--- START DOCUMENT SECTION ---

Employers Can Now Get a Free L&I Consultation to Assess Their Equal Pay Compliance

L&I offers free customized consultations to help employers understand the impact the Equal Pay and Opportunities Act might have on their organization and employment practices, and provide a proactive evaluation of possible specific risks.

To request a consultation, complete this request form.

You can also call the Employment Standards Program at 360-902-6625.

Equal Pay and Opportunities Act prohibits gender pay discrimination and promotes fairness among workers by addressing business practices that contribute to income disparities between genders. Both employees and applicants have rights under this law.

Employee Protections

It is unlawful to base an employee's pay or career advancement opportunities on their gender. Employees also have the protected right to discuss their wages and have the right to access certain wage and salary information.

Equal pay

Gender cannot be a reason for pay differences between employees with similar jobs. Determining if employees have similar jobs is based on skill, effort, and responsibility, not based on job titles. Differences in pay for similar jobs may be acceptable only in certain circumstances.

Acceptable reasons for a difference in pay

Unequal compensation among employees of different genders may be acceptable if the difference is based on justifiable factors, not related to gender. Acceptable factors for differences in pay may include:

  • Differences in education, training, or experience.
  • Seniority.
  • Merit/work performance.
  • Measuring earnings by quantity or quality of production.
  • Regional differences in compensation.
  • Differences in local minimum wages.
  • Job related factors consistent with business need.

--- END DOCUMENT SECTION ---
--- START DATASET EXCERPTS ---

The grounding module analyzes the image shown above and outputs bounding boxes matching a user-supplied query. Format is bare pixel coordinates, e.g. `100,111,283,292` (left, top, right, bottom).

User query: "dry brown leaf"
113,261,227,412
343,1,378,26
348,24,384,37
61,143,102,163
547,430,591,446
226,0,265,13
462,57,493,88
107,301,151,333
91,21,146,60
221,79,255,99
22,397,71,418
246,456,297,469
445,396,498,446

--- END DATASET EXCERPTS ---

## TASKS AND EXERCISES
1 > Answer these questions from the equal pay text:
(a) What phone number is listed for the Employment Standards Program?
(b) What three things decide whether employees have similar jobs?
(c) Besides employees, who has rights under the Equal Pay and Opportunities Act?
2 > Transcribe the equal pay text word for word, beginning at the words "L&I offers free" and stopping after "this request form.".
Answer from the equal pay text alone, without drawing on the items.

## ANSWERS IN ORDER
1 >
(a) 360-902-6625
(b) Skill, effort, and responsibility
(c) Applicants

2 >
L&I offers free customized consultations to help employers understand the impact the Equal Pay and Opportunities Act might have on their organization and employment practices, and provide a proactive evaluation of possible specific risks.

To request a consultation, complete this request form.